◆ Given exercise: Begin at the line containing "the blue running" and continue through the end of the items, reproducing every line with the requests unchanged. Rescale each coordinate in the answers by multiplying it by 1.85 and rounding to a whole number, with halves rounded up.

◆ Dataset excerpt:

____________________

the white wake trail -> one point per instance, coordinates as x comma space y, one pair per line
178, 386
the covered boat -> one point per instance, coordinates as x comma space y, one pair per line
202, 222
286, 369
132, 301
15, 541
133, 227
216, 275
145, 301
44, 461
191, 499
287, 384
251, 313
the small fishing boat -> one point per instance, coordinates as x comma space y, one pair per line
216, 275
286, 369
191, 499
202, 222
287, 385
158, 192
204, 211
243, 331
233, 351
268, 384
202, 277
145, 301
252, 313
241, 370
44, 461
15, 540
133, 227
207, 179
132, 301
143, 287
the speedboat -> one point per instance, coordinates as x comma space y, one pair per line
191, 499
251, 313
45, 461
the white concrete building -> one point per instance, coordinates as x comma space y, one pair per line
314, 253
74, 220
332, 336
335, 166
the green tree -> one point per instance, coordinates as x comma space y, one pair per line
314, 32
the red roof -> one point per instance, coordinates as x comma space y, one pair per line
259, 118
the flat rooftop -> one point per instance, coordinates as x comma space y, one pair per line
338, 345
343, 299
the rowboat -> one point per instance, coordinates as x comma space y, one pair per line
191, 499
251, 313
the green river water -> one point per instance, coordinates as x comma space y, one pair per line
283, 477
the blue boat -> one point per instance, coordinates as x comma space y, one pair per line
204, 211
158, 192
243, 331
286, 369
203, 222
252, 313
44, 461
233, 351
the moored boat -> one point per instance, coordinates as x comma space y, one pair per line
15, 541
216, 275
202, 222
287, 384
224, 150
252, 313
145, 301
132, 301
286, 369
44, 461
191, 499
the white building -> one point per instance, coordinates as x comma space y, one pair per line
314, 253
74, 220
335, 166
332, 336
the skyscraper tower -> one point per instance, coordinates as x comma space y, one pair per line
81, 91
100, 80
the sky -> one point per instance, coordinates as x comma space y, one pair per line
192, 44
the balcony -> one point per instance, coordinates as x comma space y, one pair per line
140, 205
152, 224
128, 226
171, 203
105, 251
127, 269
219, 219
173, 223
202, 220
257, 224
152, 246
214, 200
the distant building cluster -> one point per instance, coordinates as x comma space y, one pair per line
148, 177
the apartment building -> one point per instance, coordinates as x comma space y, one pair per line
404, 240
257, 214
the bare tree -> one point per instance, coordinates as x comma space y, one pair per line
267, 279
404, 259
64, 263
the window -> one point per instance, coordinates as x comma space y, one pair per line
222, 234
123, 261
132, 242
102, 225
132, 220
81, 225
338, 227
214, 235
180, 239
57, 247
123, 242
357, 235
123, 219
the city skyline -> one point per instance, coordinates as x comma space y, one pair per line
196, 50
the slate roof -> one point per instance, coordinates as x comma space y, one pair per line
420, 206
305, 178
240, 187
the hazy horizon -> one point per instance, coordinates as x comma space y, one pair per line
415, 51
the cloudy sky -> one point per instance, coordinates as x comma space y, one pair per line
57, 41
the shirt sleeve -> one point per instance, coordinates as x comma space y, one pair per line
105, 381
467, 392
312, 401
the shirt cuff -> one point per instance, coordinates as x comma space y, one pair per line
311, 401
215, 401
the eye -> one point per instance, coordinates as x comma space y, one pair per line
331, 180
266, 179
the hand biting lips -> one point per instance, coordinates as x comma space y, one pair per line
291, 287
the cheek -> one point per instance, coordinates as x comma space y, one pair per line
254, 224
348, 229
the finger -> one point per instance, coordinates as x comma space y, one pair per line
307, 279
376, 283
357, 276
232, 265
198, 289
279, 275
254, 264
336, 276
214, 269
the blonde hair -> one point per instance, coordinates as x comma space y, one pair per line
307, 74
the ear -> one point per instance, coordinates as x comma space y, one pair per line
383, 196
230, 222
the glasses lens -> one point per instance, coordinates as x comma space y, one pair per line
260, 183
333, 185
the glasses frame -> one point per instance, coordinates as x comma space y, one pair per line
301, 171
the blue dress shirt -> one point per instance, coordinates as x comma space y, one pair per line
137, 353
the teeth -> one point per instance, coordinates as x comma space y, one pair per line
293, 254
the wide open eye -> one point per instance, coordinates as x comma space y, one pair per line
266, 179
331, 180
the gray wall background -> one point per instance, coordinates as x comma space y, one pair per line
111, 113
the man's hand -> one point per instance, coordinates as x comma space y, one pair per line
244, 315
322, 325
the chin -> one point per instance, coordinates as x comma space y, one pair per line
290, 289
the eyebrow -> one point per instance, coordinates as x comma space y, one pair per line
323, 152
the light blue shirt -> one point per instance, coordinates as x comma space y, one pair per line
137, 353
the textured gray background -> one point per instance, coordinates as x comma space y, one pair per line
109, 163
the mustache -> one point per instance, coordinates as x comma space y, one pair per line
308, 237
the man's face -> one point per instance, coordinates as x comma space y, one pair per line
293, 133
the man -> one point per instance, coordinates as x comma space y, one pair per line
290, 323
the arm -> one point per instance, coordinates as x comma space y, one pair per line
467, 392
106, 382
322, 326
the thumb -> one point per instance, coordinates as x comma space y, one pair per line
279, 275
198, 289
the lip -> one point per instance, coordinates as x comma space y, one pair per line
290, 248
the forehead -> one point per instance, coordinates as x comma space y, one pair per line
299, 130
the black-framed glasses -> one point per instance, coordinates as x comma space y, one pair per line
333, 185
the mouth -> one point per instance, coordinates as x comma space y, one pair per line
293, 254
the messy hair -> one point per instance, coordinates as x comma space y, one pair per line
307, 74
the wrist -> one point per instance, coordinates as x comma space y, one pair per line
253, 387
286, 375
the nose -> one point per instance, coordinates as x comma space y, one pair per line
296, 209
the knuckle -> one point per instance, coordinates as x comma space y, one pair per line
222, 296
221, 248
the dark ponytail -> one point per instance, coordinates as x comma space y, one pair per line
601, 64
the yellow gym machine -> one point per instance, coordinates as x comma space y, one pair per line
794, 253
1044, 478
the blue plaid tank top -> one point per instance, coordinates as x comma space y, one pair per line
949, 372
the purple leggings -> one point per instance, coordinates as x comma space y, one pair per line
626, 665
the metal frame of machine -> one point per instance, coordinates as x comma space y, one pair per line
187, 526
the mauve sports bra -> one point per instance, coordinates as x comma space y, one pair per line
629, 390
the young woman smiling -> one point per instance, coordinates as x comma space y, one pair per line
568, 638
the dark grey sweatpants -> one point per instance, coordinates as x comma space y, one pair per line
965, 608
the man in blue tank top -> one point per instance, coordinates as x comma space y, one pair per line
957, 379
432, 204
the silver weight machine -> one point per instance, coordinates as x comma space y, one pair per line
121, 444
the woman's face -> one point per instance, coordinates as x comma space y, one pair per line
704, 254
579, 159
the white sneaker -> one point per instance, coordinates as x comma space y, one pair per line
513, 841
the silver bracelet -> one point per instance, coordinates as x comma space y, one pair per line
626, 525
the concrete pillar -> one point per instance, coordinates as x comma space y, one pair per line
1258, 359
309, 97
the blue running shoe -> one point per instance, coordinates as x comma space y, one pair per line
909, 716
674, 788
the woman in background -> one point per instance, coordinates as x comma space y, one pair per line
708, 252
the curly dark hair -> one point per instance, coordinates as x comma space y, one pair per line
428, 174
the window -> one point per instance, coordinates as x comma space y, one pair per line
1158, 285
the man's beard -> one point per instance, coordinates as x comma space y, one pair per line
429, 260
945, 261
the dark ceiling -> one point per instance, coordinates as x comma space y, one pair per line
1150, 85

____________________

◆ Answer to this problem:
the blue running shoe -> one point per instance, coordinates as x comma space y, one pair per line
1682, 1325
1247, 1458
the woman in background -> one point per instance, coordinates as x comma space y, one pair per line
1310, 466
the curly dark hair -> one point per instance, coordinates as x comma space y, one pair per line
792, 322
the window -> one point per instance, coordinates as x comma space y, one pair per line
2142, 527
the man's beard -> one point per instance, coordinates as x comma space y, one pair per line
794, 481
1748, 483
the dark ceiling -> one point per instance, coordinates as x comma space y, one pair per line
2128, 157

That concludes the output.